= What you are asked to do =
Find where "of the steep" appears in the records below, then return that line and every later line exactly, stopping only at the last line.

= Excerpted records =

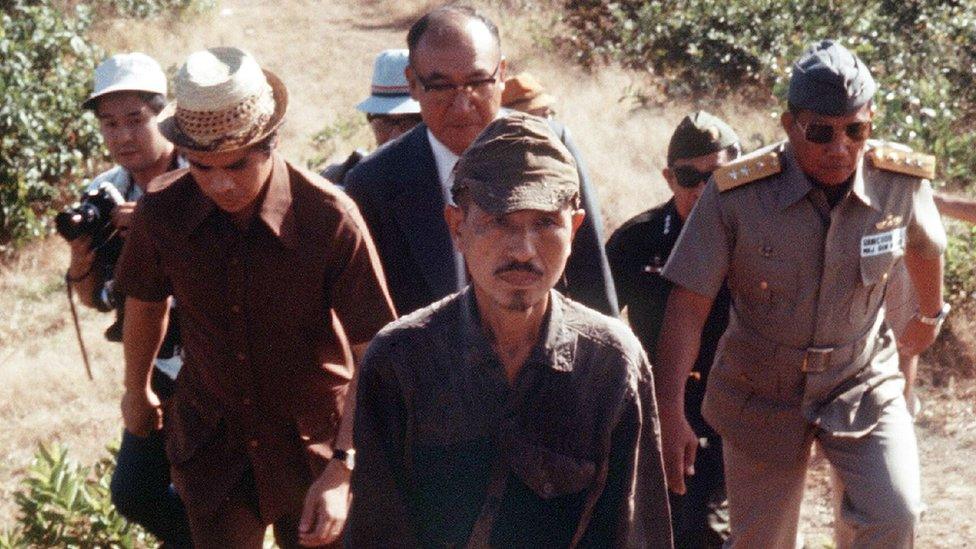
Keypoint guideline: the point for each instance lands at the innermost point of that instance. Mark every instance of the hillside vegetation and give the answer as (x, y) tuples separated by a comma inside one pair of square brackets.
[(624, 73)]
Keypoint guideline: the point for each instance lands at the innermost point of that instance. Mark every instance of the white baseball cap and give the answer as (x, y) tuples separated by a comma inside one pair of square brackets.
[(390, 91), (127, 72)]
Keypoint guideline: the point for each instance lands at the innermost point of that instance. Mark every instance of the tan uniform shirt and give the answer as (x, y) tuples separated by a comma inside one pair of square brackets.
[(803, 275)]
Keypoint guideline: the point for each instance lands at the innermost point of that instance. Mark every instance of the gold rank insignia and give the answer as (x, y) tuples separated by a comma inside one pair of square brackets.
[(895, 159), (747, 170)]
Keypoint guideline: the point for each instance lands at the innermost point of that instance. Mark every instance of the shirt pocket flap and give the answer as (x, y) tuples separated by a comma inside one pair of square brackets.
[(188, 429), (551, 474)]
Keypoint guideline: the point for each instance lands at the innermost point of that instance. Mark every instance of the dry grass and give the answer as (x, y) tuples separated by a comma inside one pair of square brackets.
[(323, 50)]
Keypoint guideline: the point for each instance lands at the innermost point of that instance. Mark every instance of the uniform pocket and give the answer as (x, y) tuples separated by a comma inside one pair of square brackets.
[(767, 285), (551, 474), (874, 270)]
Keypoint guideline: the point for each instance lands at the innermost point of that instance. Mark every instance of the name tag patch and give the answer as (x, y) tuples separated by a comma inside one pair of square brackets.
[(883, 243)]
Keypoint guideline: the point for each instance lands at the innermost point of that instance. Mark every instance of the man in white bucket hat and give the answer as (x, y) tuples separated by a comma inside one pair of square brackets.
[(278, 284), (389, 108), (128, 93)]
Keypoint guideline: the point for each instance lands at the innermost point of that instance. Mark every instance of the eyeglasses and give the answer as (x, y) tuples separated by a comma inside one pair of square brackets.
[(822, 134), (444, 90), (689, 177), (400, 122)]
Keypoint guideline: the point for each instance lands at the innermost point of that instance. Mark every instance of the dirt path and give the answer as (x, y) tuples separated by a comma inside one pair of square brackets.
[(323, 50)]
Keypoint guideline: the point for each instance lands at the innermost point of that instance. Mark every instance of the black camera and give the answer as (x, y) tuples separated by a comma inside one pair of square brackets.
[(92, 215)]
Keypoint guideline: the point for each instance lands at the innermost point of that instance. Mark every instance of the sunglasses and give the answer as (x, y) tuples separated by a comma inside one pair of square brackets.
[(689, 177), (822, 134)]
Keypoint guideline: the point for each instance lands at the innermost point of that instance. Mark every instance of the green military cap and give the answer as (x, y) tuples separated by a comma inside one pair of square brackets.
[(700, 134), (830, 80), (517, 163)]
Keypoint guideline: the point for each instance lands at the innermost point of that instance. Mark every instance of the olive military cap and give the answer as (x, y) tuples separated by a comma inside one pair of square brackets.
[(830, 80), (517, 163), (699, 134)]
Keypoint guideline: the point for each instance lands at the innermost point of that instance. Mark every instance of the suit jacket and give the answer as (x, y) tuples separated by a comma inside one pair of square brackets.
[(399, 194)]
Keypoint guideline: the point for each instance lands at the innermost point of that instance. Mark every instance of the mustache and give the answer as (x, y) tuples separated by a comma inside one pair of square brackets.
[(519, 266)]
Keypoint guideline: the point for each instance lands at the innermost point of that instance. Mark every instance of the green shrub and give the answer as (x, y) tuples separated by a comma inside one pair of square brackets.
[(143, 9), (922, 53), (63, 504), (45, 141)]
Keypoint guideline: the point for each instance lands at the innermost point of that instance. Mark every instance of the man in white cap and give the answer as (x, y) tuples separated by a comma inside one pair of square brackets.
[(278, 284), (129, 92), (389, 108)]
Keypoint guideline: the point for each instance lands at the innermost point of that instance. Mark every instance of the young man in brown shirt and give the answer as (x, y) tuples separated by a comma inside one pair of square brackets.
[(278, 282)]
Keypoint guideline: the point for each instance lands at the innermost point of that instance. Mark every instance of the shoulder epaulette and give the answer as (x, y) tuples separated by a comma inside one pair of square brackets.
[(747, 170), (890, 158)]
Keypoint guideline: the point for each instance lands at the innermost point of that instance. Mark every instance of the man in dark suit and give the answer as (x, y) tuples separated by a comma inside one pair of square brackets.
[(456, 72)]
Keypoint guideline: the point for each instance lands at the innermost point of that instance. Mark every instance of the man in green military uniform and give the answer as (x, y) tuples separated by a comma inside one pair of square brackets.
[(806, 233), (637, 252)]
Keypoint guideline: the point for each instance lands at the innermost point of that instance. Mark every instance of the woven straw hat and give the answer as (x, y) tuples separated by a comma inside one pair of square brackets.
[(224, 102)]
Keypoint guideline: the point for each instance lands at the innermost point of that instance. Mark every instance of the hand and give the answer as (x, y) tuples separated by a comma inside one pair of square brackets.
[(82, 257), (916, 337), (141, 412), (326, 506), (679, 446), (122, 215)]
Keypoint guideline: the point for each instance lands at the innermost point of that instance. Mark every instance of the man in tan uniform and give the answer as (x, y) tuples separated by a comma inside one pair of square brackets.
[(806, 232)]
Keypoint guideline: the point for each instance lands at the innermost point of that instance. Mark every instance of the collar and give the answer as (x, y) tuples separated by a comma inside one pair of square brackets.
[(555, 348), (275, 210), (671, 222), (863, 191), (445, 160), (796, 185)]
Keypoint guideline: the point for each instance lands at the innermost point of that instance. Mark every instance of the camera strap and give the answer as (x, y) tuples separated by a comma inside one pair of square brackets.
[(74, 317)]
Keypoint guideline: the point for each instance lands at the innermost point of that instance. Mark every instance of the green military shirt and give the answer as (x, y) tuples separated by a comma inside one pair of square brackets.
[(805, 346)]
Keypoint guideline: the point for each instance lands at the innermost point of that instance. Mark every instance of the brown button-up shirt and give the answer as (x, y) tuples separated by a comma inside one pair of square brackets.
[(575, 437), (265, 371), (803, 275)]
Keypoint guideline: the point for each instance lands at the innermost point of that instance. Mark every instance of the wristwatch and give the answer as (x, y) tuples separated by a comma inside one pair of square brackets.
[(346, 457), (936, 320)]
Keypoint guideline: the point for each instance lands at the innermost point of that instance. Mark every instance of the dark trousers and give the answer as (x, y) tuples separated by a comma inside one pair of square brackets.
[(237, 523), (700, 517), (141, 487)]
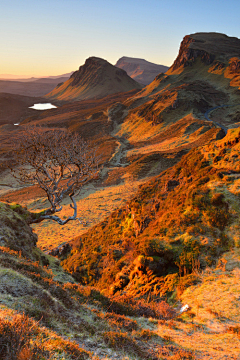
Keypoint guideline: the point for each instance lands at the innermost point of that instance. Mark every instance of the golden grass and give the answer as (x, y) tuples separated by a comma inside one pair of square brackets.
[(93, 206)]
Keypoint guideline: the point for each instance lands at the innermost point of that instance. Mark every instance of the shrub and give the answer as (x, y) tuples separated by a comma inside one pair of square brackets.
[(15, 340)]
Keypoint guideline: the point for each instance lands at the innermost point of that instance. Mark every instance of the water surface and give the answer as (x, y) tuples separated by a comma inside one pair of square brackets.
[(43, 106)]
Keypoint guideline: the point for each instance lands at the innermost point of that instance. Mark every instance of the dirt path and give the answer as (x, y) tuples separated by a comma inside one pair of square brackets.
[(225, 129)]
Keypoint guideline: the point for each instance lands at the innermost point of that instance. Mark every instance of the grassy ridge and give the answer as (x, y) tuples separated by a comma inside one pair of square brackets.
[(178, 222)]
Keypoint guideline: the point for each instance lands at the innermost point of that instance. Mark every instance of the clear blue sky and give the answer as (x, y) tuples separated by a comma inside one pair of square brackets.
[(52, 37)]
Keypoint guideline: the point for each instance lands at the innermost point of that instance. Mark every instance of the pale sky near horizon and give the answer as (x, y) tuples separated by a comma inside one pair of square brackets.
[(53, 37)]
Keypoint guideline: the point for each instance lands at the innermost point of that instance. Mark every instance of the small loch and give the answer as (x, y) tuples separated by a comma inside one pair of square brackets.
[(43, 106)]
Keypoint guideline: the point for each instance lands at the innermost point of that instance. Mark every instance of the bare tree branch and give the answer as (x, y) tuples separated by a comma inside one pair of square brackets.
[(59, 161)]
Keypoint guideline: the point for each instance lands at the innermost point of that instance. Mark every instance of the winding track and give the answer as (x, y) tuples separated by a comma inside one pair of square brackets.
[(225, 129)]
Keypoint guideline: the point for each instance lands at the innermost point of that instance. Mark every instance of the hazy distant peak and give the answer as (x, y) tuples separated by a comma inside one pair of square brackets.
[(97, 78), (140, 70)]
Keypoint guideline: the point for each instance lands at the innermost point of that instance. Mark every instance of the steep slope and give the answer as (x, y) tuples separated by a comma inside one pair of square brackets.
[(95, 79), (178, 223), (140, 70)]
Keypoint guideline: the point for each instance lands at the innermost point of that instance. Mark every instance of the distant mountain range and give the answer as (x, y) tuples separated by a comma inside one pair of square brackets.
[(140, 70), (95, 79), (31, 87), (23, 78)]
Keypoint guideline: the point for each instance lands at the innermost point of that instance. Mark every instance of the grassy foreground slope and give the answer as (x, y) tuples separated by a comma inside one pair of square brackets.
[(178, 223), (45, 314)]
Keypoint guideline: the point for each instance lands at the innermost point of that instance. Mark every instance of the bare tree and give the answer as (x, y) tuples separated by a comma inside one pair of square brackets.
[(59, 161)]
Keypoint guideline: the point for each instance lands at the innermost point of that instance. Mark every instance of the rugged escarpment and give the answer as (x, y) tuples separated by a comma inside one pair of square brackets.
[(140, 70), (97, 78), (210, 47)]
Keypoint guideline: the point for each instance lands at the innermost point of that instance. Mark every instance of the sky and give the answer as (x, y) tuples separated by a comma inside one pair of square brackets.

= Output below =
Keypoint guideline: the point for each instance lands at the innermost point of that instance. Mark every instance of the steep slope and give the answer as (x, y) tuples separated by a comma inside one pair of square brackets.
[(95, 79), (178, 223), (140, 70)]
Keypoint guideline: the point for each instance lands at the innermost point of that instance. Mark every instance of the distant mountain range and give the answer as (x, y) tuples separated by a comma inside one pair of square brackets.
[(140, 70), (95, 79), (31, 87), (23, 78)]
Keypoint guideline: the point for each instance lands at the innermost point of that instance. Mark every instance of the grassy foreground slope and give the answer as (x, y) tuples separated by a comma inside one pair of square brackets.
[(178, 223), (45, 314)]
Keypoint guideline: the point for each instance lands at the innermost point of that instance. Mark every instance of the bare tree and give the answer as (x, y) tuples separated by a comma inside one pair of square brackets.
[(59, 161)]
Keypoint guideline: the point for each instance lands at the innermost point of that instance. Mark every instance of the rugged escarpment and give the answer as (x, y) tuples separated by a comma inside one pair of square brackets.
[(140, 70), (97, 78), (210, 47)]
Keypoint guideline: the point for each instance lands at the innermost point of that instance. Mark every instance of the sky and give the answer as (x, y) tuples separated by a comma inside one pair of square brackets.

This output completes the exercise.